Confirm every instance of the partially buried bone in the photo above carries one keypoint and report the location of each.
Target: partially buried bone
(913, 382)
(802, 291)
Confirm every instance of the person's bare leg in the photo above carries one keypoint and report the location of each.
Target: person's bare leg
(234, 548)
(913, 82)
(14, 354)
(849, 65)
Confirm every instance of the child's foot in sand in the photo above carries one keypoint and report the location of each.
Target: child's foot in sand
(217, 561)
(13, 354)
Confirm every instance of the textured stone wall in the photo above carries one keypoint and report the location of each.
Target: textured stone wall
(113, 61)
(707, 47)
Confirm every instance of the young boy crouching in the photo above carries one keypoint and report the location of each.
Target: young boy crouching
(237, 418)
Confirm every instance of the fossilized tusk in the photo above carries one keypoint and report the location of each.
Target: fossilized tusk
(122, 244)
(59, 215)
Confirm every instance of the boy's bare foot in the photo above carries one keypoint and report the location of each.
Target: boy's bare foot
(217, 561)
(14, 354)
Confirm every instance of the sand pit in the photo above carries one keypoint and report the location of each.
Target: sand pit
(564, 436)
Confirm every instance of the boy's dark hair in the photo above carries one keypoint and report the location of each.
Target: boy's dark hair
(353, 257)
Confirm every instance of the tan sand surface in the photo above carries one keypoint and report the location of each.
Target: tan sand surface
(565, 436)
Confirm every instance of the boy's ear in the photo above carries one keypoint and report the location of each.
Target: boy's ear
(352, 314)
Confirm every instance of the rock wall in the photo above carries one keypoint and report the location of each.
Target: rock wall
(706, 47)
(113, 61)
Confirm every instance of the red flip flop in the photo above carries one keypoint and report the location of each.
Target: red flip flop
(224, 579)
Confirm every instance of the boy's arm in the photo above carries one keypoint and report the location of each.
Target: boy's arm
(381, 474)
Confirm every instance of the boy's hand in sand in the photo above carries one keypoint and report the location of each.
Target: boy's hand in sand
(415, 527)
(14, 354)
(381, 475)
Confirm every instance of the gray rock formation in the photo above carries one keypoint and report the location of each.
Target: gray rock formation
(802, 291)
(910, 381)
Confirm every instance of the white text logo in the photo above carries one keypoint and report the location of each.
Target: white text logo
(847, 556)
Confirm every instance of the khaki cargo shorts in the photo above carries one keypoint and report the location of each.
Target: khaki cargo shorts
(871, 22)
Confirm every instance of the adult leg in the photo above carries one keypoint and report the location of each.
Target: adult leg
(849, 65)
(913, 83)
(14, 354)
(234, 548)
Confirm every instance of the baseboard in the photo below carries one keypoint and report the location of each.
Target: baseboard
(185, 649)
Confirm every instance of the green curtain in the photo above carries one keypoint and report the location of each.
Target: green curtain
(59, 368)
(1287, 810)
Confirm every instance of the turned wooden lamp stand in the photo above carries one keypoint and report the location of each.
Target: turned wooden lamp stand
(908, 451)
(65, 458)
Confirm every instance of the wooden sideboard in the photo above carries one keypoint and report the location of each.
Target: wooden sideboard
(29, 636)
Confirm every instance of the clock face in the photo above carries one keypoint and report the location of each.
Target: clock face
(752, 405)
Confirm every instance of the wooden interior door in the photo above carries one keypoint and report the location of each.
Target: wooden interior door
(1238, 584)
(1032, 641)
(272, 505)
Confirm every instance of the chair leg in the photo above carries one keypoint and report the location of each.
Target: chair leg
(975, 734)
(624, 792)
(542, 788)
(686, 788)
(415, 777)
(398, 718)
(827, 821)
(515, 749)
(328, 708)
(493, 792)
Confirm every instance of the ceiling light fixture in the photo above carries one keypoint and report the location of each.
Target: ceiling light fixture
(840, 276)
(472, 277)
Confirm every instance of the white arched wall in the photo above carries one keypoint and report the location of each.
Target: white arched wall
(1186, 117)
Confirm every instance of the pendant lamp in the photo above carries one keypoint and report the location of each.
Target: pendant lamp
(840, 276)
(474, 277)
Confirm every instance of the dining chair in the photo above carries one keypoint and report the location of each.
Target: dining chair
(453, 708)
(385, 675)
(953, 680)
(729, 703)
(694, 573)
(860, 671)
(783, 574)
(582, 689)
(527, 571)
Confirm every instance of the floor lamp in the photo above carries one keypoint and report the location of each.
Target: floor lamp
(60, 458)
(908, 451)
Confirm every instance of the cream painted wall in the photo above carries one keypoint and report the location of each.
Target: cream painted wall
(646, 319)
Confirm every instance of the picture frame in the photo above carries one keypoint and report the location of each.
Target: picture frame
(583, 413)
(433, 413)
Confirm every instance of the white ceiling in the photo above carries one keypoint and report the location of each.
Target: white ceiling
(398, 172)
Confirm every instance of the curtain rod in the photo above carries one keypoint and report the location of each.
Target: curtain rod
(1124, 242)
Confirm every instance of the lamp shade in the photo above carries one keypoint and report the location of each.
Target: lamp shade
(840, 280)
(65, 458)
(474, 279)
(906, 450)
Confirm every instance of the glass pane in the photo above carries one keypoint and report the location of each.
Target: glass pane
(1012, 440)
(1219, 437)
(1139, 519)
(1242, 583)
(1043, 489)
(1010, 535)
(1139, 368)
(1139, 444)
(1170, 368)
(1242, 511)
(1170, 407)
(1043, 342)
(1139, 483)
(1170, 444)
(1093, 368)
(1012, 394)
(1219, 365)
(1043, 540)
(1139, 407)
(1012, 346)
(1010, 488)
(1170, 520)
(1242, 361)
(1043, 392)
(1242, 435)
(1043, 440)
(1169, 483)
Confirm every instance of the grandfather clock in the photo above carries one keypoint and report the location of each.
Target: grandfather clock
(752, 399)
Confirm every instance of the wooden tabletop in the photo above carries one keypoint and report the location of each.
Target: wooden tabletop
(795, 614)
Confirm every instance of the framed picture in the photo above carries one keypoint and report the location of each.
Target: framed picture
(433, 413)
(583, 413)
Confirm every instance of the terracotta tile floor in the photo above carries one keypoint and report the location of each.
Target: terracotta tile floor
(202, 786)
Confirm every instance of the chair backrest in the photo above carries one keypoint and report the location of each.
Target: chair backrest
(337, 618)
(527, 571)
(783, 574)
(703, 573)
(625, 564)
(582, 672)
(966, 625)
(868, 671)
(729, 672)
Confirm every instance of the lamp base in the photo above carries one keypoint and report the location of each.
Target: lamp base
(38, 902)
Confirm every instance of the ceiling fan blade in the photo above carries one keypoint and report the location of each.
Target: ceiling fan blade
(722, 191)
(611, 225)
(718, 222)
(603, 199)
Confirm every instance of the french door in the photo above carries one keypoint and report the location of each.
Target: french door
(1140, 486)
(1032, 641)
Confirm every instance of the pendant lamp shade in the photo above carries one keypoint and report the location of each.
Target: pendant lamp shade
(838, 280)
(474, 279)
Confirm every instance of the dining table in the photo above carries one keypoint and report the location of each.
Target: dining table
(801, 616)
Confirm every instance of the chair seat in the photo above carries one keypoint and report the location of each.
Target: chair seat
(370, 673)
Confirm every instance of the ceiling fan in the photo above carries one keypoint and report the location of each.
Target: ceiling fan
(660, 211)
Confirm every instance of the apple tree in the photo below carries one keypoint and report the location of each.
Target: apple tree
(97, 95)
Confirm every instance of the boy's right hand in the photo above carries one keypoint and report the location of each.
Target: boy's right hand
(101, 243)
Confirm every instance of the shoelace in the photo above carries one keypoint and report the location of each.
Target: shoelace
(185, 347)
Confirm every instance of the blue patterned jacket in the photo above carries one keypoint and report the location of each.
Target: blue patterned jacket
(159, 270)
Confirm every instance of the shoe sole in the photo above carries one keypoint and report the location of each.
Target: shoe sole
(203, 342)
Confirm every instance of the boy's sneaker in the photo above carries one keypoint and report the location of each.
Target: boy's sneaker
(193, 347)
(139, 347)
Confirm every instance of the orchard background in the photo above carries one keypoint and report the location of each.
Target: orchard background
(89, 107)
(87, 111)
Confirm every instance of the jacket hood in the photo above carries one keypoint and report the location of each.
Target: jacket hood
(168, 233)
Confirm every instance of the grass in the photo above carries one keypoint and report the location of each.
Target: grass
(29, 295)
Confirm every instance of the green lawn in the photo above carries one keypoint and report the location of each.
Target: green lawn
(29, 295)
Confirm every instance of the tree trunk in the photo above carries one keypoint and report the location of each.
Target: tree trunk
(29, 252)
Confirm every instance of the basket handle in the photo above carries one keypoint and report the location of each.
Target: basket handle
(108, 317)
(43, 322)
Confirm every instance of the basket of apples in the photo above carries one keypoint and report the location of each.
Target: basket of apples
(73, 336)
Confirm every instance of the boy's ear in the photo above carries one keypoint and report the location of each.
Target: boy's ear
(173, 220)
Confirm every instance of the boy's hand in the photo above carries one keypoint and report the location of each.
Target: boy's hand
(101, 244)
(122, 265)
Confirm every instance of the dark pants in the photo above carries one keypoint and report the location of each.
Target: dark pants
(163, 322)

(TO BE DONE): In the entries above, take the line containing "Confirm every instance of the boy's sneaker" and each later line through the last, and repeat them exactly. Output nothing else.

(EXERCISE ANSWER):
Confirm every instance of the boy's sneaker in the photo above carries one keypoint and report the location of each.
Target: boy's sneaker
(193, 347)
(139, 347)
Confirm every instance of the orchard background in the photo above carries one keypoint and report the location of each.
Target: orchard background
(89, 107)
(87, 111)
Confirm every instance of the jacket hood in the photo above carries one keypoint and report the location of each.
Target: jacket hood
(168, 233)
Confirm every instance of the grass in the photo above carries one keypoint and report the location of each.
Target: grass
(29, 295)
Confirm every instance of the green lawn in the photo above carries one keypoint and report the location of each.
Target: green lawn
(29, 295)
Confirm every instance of the tree trunk in the photo above carries one keypoint and report the location of each.
Target: tree trunk
(29, 252)
Confirm every instance of the basket handle in the photo above carries one keypoint and report the location of each.
Target: basket handle
(108, 317)
(43, 322)
Confirm every instance of the basket of apples in the photo above carries one keypoint and report the location of each.
Target: basket of apples
(73, 336)
Confirm every instance of the boy's ear in the photo above carries one keypoint and report the location of each.
Target: boy's ear
(173, 220)
Confirm every instance of the boy's hand in the photo above carries one keypoint and report the location of each.
Target: boy's hand
(101, 244)
(122, 265)
Confirm every instance of the dark pants in the photo above carries one keypoint and report the location of each.
Target: dark pants
(163, 322)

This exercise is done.